Every entry below should be transcribed exactly; pictures stay out of the copy.

Data listing =
*** Begin section ***

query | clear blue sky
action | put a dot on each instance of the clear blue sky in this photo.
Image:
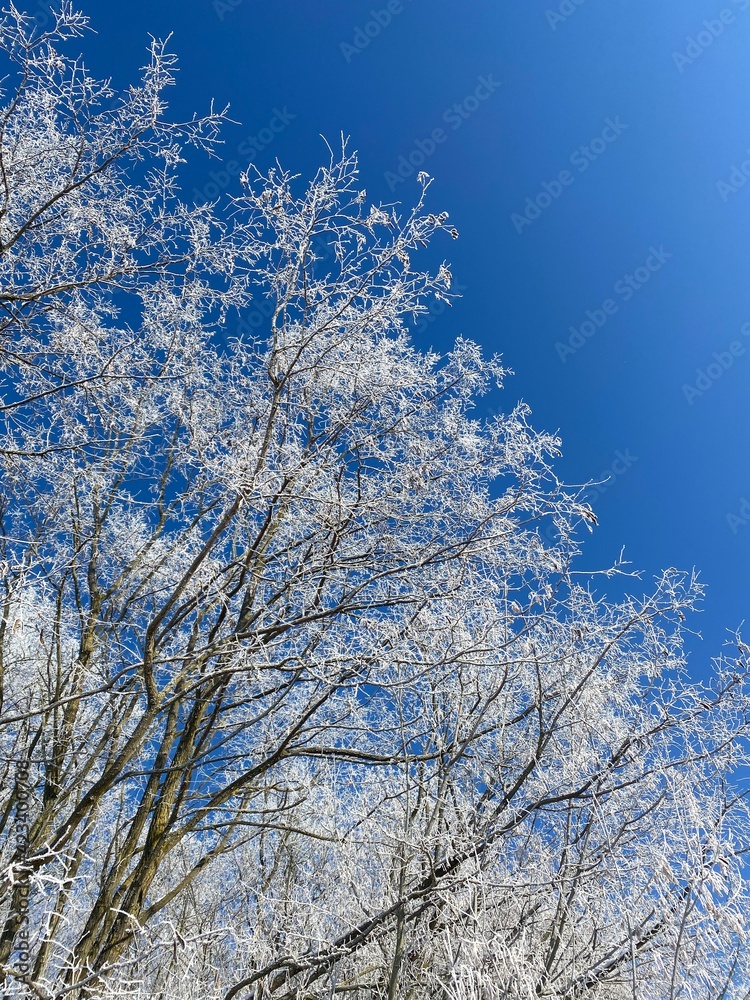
(582, 167)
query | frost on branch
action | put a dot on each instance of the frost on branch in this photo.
(296, 701)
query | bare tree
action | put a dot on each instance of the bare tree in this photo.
(296, 699)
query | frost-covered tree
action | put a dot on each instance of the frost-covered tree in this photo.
(297, 699)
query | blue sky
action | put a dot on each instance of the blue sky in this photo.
(591, 155)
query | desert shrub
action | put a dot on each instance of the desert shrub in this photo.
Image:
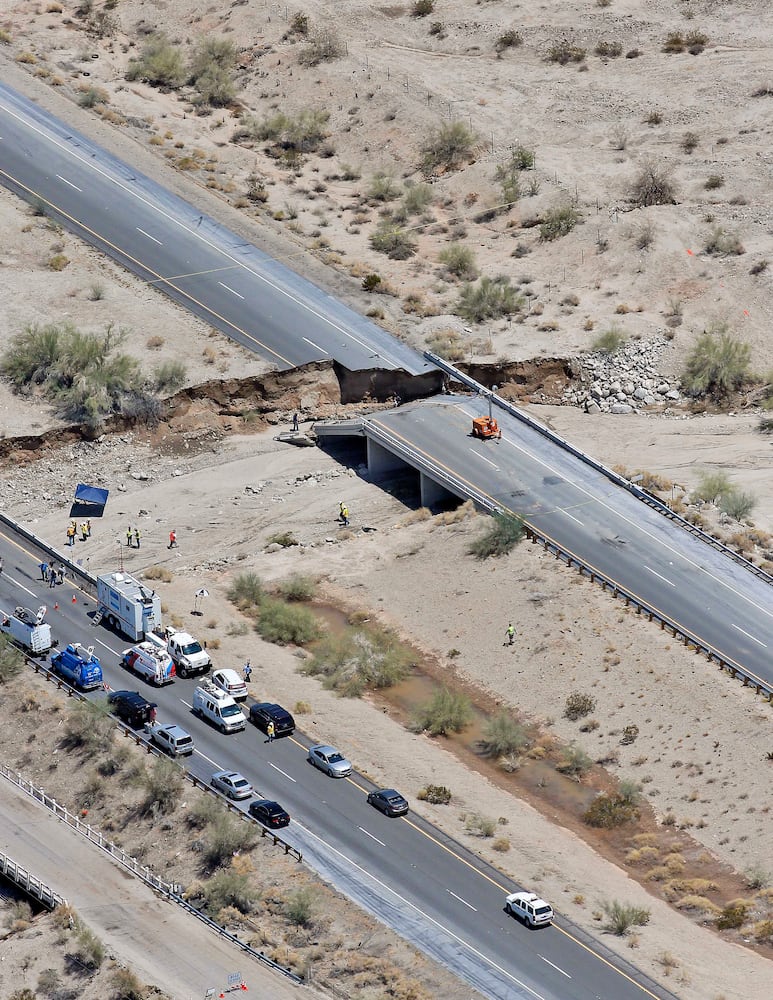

*** End section ***

Exercise solution =
query | clear blue sky
action | put a dot on each instance of the clear blue sky in this photo.
Image:
(582, 167)
query | frost on branch
action | put a dot on each instance of the frost on branch in this photo.
(296, 701)
query | bare tree
action | put a dot on each instance of the bare tree in this photo.
(296, 699)
query | frost-covered tree
action | put a dot on each instance of the frost-covered tree in this photo.
(297, 699)
query | blue sky
action | put a dot on each instance of the blue sky in this photo.
(591, 155)
query | desert shrub
action | put a dot on each instance of the desert shrub in this photo.
Image:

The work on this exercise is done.